:: WRITTEN INSTRUCTION A ::
Can you gather every line of the records that contains the word "bridle"? Case counts, so match capitals and lowercase as they appear.

:: GIVEN TEXT ::
☆ ☆ ☆ ☆ ☆

No need to remove, it's on topic. Sudo clears the environment, so you probably have a GLIB variable set somewhere.
The only barriers that can stop you are the ones you create yourself.

Offline gavs

  • Jr. Member
  • **
  • Posts: 74
Thank you curaga for that hint. The output of printenv shows G_FILENAME_ENCODING=iso8859-1. The output of sudo printenv does not contain this variable. This appears to be the case also on a 'clean' TinyCore boot.

Question 1: Is this GLIB environment variable set by default in TC? If so, what is the reason for this? If this is not a TC install default, how might it have been set?

Question 2: This site https://www.kernel.org/doc/Documentation/filesystems/vfat.txt states that
Quote
By default, FAT_DEFAULT_IOCHARSET setting is used.
for vfat mounts. I do not see FAT_DEFAULT_IOCHARSET listed as an environment variable. Is this an environment variable and can it be set?

Question 3: The entry in /etc/fstab does not include an iocharset option for the vfat mount. Does this mean it will use FAT_DEFAULT_IOCHARSET and/or G_FILENAME_ENCODING to determine how to mount a vfat drive unless that option is specified in the mount command?

The hint from curaga about the GLIB environment variable helped resolve the original issue. In the TinyCore audio player remaster I used sudo mpd. Prior to January 2013 the external disk holding the music was formatted as NTFS, and was mounted with ntfs-3g, which handled the encoding properly. In January 2013 due to hardware problems with the disk (clicking noise and interrupted data transfer) the disk was reformatted first as ext and then as vfat. The clicking/data transfer problem persisted. By chance, I discovered that the clicking/data transfer problem went away if the external disk was on its edge (disk is vertical) rather than flat (disk is horizontal). I guess some interaction between gravity and the mechanical apparatus in the disk. I left the disk formatted as FAT. The character encoding problem was related to how mpd, which uses GLib, handled the vfat mount depending on use of sudo or not. It was not related to the cifs mount (though the cifs mount is what revealed the different encoding options). File names were properly resolved before that because it was an ntfs-3g mount.

New issue: Now using TC5.x. 'Clean' boot, install alsa, mpd-minimal, gmpc and gmpc-tagedit. Music is still on an external vfat drive. Start mpd and it creates its database using iso8859-1 encoding. The gmpc client displays and plays music with non-ASCII file names. All good so far. When I select a song with non-ASCII file name to edit music tags, gmpc reports that the file does not exist. Songs with ASCII file names could be cued for tag editing. I was starting gmpc from the icon in wbar. I was not sure if that environment was the same as a shell, where the mpd command is issued. So I started gmpc from the shell. No difference. I also tried a vfat mount with the utf8 flag. Again no difference. I guess gmpc does not use the GLIB variable. Gmpc-tagedit has a locale extension. I have not installed or used this. Would that have any effect on how file names are interpreted? Any suggestions on how to fix this?

Offline curaga

  • Administrator
  • Hero Member
  • *****
  • Posts: 11048
Question 1: Is this GLIB environment variable set by default in TC? If so, what is the reason for this? If this is not a TC install default, how might it have been set?

☆ ☆ ☆ ☆ ☆

:: WRITTEN INSTRUCTION B ::
Write out the part of the TinyCore forum thread between "Question 2: This" and "setting is used.", inclusive, word for word.

:: DATASET RECORDS ::
☆ ☆ ☆ ☆ ☆

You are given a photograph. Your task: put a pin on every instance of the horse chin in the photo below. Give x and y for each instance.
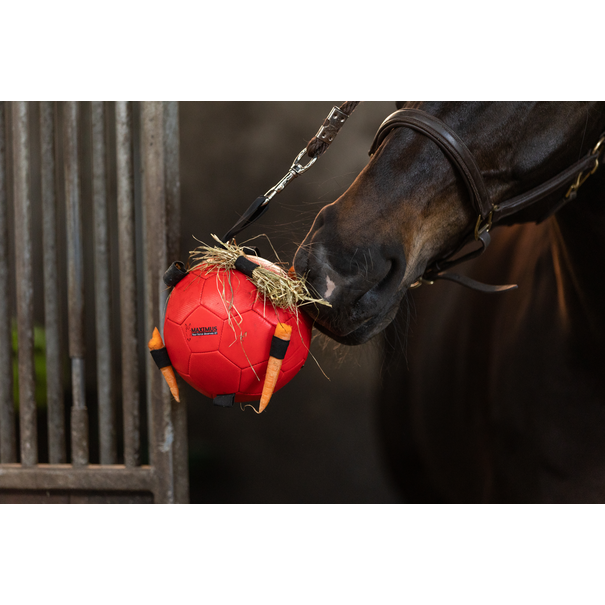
(358, 335)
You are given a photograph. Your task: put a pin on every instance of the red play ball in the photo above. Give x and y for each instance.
(218, 334)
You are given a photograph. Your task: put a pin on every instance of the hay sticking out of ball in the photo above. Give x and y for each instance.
(282, 289)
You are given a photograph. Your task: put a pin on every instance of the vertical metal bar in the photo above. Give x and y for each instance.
(25, 286)
(8, 441)
(154, 200)
(54, 374)
(107, 424)
(126, 234)
(75, 286)
(173, 244)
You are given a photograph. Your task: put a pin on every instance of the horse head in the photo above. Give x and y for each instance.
(409, 207)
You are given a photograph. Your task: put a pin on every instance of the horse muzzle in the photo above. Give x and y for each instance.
(363, 286)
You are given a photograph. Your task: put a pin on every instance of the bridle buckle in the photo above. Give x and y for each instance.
(479, 229)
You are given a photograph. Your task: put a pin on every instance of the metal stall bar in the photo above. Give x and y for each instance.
(25, 286)
(128, 314)
(105, 388)
(75, 286)
(160, 190)
(8, 441)
(54, 383)
(173, 245)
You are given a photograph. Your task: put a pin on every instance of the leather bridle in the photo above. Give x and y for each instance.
(488, 213)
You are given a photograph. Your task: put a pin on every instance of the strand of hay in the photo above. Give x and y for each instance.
(284, 290)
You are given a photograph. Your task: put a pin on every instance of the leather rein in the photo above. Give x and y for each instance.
(488, 212)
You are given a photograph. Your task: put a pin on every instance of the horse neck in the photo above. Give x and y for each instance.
(578, 246)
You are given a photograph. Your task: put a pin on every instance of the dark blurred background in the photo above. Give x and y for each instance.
(317, 441)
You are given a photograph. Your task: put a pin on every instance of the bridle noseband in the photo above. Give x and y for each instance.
(488, 213)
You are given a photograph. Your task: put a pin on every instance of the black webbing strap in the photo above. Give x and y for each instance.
(279, 348)
(160, 356)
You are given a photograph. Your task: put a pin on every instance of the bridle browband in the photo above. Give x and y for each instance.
(488, 213)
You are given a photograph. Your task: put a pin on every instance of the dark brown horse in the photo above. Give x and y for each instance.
(486, 397)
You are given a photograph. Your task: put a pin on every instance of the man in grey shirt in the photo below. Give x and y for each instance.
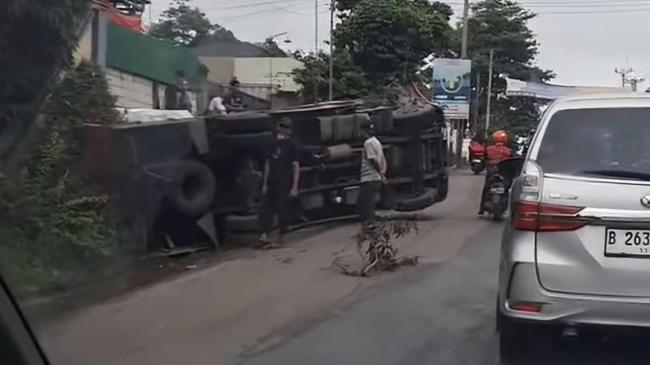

☆ ☆ ☆ ☆ ☆

:: EXERCISE ANSWER A ::
You are given a photograph. Your task: put a pin on every instance of the bridle buckle in the photo above. Give x and y for each instance.
You are given a photograph. Your task: put a pin on every instance of the leather bridle in the photo above. Give x and y for each instance.
You are given a photograph. Your task: put a pin on every instance of the bridle noseband in the photo above. Give x and y for each instance.
You are given a photograph. Your task: put a pin on every instance of the bridle browband in the photo above. Give x and y for each instance.

:: EXERCISE ANSWER B ::
Question 2: This site https://www.kernel.org/doc/Documentation/filesystems/vfat.txt states that
Quote
By default, FAT_DEFAULT_IOCHARSET setting is used.